What to do:
Could you work out how many lines of the material below hold "block"? Only the number is needed.

Recorded data:
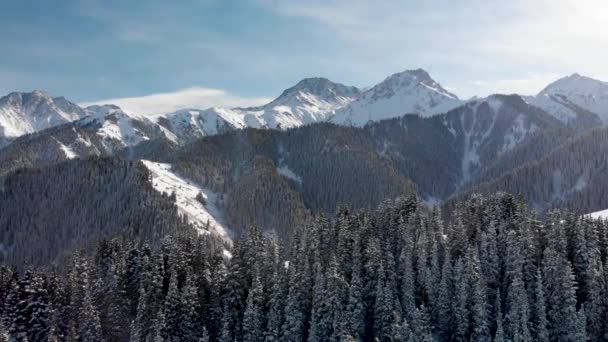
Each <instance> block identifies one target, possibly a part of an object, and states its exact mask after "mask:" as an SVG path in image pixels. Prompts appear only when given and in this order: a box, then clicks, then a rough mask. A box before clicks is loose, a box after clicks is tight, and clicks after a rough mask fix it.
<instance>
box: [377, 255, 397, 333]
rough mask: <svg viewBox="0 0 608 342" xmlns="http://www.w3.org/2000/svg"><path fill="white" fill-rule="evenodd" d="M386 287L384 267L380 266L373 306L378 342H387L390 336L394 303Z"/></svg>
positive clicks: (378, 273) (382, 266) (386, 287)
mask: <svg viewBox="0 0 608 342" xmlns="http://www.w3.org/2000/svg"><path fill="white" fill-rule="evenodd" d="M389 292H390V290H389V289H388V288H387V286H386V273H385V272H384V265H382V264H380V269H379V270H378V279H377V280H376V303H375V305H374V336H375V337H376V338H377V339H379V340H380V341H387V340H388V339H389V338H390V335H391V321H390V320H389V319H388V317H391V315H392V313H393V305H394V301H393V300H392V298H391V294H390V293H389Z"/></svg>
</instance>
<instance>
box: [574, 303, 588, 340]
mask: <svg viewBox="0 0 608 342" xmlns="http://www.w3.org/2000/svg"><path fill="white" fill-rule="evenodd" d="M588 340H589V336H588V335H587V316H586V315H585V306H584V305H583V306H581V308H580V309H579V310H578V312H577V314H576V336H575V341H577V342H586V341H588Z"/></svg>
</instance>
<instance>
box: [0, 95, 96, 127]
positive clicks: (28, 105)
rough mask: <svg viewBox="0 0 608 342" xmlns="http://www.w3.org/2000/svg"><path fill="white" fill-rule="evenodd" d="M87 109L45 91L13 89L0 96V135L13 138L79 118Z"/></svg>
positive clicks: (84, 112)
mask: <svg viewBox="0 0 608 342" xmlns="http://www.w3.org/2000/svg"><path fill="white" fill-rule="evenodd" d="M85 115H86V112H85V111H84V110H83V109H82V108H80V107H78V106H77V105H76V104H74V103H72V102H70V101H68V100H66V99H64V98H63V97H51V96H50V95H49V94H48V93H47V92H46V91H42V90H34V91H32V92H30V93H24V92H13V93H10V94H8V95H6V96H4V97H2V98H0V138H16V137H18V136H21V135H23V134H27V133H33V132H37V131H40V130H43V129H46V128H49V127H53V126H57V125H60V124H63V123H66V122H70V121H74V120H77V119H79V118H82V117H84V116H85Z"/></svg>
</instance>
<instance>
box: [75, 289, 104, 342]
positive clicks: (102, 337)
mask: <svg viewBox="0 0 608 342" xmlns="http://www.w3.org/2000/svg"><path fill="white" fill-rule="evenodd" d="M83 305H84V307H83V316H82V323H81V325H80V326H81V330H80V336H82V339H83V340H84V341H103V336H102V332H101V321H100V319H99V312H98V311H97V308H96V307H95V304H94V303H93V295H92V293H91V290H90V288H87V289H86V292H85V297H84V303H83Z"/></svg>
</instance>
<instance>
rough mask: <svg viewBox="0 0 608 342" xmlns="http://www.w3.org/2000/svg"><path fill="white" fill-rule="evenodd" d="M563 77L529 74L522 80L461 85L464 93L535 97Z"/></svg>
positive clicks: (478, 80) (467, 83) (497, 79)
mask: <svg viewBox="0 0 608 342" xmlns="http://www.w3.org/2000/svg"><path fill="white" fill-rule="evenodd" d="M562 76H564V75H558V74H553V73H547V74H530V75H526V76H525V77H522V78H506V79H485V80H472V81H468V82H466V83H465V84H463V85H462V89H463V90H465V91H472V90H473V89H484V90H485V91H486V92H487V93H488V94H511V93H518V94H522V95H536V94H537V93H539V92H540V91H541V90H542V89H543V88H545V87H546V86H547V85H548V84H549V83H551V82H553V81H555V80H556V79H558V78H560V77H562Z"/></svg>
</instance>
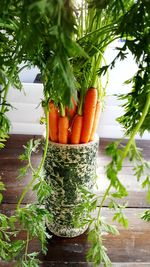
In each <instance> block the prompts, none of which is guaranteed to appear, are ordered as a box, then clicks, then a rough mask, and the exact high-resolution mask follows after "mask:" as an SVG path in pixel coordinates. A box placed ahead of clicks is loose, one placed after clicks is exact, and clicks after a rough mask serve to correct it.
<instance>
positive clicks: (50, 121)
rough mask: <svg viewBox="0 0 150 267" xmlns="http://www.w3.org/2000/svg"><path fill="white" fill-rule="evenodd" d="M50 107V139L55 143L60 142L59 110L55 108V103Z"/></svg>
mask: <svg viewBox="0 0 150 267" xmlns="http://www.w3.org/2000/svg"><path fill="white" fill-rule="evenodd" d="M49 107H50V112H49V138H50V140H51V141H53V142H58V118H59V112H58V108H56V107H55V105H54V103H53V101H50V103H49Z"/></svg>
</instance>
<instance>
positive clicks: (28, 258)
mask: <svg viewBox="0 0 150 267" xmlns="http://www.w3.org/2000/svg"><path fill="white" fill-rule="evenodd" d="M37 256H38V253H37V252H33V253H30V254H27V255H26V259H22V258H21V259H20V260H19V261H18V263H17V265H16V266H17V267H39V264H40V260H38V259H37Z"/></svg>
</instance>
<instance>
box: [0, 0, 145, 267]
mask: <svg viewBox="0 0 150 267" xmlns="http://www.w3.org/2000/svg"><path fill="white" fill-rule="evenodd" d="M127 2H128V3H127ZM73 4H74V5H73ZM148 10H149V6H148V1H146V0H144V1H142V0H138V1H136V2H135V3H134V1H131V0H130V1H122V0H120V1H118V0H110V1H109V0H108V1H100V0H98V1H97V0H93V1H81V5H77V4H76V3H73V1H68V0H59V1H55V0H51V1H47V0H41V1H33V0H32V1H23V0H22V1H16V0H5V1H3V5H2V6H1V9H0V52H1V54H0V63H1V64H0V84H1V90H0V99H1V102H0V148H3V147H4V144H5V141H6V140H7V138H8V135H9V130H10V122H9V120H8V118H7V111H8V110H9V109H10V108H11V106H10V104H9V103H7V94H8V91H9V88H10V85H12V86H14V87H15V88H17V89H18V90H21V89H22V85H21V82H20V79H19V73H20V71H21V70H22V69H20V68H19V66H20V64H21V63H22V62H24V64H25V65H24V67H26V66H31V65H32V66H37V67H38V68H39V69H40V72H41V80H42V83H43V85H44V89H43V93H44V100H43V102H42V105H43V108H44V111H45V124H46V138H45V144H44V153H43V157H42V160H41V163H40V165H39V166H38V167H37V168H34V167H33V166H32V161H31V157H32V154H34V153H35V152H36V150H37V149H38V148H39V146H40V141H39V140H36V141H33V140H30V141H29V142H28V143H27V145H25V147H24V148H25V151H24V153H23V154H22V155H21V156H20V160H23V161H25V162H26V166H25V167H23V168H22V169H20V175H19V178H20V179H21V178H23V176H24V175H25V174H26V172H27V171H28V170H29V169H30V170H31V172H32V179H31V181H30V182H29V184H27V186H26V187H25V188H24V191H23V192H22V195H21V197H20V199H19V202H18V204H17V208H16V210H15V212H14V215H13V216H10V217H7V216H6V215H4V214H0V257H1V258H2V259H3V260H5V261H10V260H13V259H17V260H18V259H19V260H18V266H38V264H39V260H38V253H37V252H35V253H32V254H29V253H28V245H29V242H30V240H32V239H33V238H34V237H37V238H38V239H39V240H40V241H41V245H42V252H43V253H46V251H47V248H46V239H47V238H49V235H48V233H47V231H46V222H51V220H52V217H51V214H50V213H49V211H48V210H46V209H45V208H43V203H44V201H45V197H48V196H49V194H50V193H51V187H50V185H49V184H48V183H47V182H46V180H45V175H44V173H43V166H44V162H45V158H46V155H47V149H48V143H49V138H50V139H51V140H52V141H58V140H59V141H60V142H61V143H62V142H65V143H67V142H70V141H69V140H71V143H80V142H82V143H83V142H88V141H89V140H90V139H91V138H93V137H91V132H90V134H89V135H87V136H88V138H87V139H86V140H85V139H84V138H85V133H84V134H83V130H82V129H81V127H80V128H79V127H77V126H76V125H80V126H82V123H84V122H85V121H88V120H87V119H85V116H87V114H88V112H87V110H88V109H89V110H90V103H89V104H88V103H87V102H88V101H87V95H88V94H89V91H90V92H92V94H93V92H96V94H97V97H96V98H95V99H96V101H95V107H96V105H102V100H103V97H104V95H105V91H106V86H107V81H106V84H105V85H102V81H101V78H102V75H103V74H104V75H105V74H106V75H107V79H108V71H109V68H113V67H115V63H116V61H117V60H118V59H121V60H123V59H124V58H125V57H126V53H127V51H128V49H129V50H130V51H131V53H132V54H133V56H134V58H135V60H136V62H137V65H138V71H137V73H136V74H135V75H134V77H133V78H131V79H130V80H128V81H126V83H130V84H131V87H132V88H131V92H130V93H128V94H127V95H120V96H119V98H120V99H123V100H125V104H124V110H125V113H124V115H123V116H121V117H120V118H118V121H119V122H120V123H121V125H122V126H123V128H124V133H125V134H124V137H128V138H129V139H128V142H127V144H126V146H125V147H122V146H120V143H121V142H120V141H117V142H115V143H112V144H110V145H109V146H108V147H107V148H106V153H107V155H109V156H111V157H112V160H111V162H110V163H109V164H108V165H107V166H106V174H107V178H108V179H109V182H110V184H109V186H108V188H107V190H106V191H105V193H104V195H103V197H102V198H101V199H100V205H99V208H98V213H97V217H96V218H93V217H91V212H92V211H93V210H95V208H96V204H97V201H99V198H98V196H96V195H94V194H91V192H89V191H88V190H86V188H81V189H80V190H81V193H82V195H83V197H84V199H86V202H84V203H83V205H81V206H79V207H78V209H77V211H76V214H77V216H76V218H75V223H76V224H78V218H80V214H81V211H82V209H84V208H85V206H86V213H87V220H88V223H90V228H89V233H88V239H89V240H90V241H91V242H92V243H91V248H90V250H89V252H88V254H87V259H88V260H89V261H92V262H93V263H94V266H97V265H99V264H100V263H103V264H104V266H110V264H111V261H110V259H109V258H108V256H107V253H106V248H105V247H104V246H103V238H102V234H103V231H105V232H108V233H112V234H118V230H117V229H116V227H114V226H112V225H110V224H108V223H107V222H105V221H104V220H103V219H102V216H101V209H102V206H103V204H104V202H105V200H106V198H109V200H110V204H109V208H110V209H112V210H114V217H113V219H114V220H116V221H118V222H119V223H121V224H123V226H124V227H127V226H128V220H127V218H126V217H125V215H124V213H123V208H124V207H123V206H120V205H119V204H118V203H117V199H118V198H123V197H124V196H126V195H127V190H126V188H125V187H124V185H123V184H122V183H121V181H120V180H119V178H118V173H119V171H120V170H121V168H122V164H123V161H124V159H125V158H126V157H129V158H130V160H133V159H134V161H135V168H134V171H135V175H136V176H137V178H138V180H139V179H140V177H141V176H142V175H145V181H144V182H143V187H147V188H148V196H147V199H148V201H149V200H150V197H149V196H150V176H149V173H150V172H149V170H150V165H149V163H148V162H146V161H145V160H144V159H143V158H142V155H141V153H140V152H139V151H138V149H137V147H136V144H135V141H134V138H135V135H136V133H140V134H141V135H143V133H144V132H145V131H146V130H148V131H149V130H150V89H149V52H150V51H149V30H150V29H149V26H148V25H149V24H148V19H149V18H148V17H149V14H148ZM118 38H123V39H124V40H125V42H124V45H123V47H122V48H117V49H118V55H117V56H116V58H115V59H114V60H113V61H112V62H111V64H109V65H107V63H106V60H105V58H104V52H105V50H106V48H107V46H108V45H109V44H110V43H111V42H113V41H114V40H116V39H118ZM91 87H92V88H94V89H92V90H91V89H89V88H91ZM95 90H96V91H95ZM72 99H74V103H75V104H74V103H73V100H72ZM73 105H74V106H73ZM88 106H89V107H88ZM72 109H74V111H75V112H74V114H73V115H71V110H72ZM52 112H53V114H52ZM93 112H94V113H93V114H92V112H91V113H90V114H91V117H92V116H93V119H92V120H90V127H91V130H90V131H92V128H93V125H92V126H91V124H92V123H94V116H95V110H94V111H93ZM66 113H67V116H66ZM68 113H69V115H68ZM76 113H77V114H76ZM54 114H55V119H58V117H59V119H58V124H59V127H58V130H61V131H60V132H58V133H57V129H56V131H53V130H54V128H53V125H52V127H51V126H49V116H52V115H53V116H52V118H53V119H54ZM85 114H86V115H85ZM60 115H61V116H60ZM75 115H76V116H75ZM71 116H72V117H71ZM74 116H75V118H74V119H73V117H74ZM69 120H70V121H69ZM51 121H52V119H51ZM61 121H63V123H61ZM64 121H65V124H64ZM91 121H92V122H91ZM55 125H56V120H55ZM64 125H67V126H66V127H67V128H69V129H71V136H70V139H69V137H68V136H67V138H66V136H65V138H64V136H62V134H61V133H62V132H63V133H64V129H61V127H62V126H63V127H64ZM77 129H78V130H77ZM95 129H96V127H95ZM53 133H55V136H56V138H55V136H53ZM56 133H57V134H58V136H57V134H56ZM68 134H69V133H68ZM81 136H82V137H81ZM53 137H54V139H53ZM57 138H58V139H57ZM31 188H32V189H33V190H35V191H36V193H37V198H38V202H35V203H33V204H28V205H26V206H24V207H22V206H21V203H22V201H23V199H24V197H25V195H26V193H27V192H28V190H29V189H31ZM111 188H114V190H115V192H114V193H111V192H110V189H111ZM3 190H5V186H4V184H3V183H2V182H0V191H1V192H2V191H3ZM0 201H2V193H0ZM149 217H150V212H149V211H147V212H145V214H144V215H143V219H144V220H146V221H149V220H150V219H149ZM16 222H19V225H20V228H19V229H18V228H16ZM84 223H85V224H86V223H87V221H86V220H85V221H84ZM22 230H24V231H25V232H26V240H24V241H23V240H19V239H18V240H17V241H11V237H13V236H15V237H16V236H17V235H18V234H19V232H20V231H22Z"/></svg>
* * *
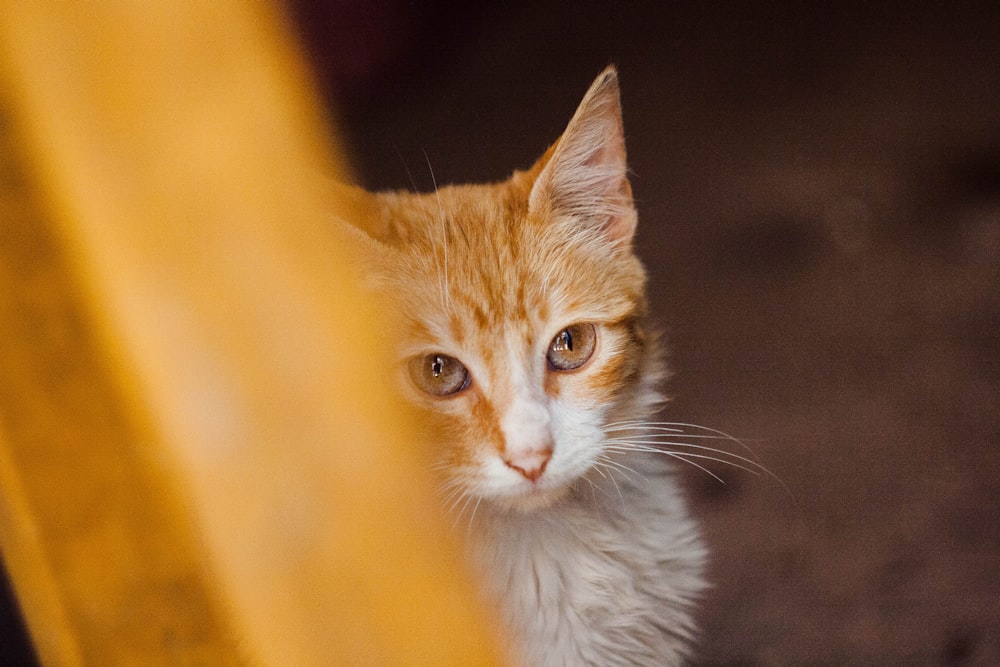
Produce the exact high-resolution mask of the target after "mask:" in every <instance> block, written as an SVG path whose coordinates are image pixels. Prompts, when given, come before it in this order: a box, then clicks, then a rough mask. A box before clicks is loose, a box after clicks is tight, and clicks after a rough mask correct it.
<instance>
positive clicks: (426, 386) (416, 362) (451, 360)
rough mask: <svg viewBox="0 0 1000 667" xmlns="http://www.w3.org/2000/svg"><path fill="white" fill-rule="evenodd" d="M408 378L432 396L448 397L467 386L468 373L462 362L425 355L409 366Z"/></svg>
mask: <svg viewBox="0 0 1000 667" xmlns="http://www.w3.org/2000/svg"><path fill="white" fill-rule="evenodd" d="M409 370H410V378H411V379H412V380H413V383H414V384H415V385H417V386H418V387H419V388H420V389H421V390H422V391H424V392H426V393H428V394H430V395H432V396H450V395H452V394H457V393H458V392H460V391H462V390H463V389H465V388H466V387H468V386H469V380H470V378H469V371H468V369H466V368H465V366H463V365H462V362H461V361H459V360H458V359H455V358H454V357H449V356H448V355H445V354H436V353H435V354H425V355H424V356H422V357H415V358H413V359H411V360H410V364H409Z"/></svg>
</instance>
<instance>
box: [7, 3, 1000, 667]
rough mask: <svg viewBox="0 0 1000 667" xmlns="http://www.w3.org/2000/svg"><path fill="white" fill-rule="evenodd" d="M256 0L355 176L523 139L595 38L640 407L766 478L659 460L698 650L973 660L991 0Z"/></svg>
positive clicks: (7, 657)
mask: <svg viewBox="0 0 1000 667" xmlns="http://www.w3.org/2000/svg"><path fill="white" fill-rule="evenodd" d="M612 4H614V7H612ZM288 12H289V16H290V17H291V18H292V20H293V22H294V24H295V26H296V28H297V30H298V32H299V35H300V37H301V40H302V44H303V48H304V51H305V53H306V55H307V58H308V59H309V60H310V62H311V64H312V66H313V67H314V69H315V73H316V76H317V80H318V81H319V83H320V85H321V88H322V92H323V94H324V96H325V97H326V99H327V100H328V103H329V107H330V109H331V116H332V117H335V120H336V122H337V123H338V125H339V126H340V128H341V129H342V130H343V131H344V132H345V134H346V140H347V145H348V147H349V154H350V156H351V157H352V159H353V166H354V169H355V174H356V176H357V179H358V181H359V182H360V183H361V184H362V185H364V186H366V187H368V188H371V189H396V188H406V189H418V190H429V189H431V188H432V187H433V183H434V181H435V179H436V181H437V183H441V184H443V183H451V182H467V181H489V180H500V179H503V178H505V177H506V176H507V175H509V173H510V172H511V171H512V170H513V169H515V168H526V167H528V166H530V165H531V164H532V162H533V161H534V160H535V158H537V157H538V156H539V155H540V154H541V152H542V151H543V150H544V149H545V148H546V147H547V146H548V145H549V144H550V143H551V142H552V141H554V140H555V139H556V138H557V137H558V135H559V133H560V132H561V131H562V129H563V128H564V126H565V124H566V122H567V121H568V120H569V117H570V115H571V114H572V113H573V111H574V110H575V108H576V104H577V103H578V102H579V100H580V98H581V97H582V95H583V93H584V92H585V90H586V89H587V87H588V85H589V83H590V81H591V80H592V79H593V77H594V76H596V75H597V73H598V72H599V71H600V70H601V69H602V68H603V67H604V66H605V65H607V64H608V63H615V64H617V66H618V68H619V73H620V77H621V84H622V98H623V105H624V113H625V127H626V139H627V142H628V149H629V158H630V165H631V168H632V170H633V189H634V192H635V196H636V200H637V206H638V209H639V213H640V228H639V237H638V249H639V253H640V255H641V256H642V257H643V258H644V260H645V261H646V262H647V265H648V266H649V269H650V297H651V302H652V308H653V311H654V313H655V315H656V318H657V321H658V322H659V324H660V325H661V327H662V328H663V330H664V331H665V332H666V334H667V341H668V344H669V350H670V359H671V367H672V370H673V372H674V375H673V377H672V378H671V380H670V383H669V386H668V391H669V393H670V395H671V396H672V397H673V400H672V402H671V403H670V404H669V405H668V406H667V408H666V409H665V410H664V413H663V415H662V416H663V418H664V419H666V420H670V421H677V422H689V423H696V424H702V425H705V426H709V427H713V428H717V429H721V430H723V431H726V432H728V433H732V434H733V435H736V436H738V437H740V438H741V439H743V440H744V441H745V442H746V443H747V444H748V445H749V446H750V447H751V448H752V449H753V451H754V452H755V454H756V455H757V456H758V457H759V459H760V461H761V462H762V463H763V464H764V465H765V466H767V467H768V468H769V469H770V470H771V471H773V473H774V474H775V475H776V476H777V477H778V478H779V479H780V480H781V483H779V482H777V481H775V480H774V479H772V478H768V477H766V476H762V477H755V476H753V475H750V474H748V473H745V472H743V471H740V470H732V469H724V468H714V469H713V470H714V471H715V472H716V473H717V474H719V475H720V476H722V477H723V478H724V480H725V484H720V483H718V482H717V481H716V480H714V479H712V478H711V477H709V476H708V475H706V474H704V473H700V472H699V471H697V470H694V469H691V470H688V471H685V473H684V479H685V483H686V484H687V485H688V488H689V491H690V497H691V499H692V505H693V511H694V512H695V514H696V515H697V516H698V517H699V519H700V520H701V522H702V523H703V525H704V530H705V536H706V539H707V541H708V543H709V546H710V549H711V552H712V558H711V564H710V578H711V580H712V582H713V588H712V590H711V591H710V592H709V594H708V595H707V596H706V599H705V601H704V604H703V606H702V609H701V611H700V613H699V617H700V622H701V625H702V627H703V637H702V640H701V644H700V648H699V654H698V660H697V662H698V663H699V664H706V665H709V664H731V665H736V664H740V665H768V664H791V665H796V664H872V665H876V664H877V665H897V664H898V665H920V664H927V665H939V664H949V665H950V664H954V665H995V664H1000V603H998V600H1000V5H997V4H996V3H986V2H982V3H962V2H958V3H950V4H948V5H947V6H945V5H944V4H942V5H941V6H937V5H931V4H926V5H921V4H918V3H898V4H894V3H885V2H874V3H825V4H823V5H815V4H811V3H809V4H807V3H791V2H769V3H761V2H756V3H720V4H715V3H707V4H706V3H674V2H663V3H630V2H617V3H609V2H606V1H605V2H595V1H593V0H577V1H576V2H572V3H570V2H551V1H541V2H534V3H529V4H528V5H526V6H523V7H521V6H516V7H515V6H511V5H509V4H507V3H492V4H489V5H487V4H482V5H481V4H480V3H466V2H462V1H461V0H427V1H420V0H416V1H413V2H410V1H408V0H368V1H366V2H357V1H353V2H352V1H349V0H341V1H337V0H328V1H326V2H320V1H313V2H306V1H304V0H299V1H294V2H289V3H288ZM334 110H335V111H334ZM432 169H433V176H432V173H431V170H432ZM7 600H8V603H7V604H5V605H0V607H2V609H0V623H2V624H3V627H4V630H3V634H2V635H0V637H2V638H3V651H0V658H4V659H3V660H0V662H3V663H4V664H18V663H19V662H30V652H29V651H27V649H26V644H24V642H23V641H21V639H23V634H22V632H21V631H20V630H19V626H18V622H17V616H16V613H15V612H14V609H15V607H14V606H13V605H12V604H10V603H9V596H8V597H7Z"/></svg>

Task output:
3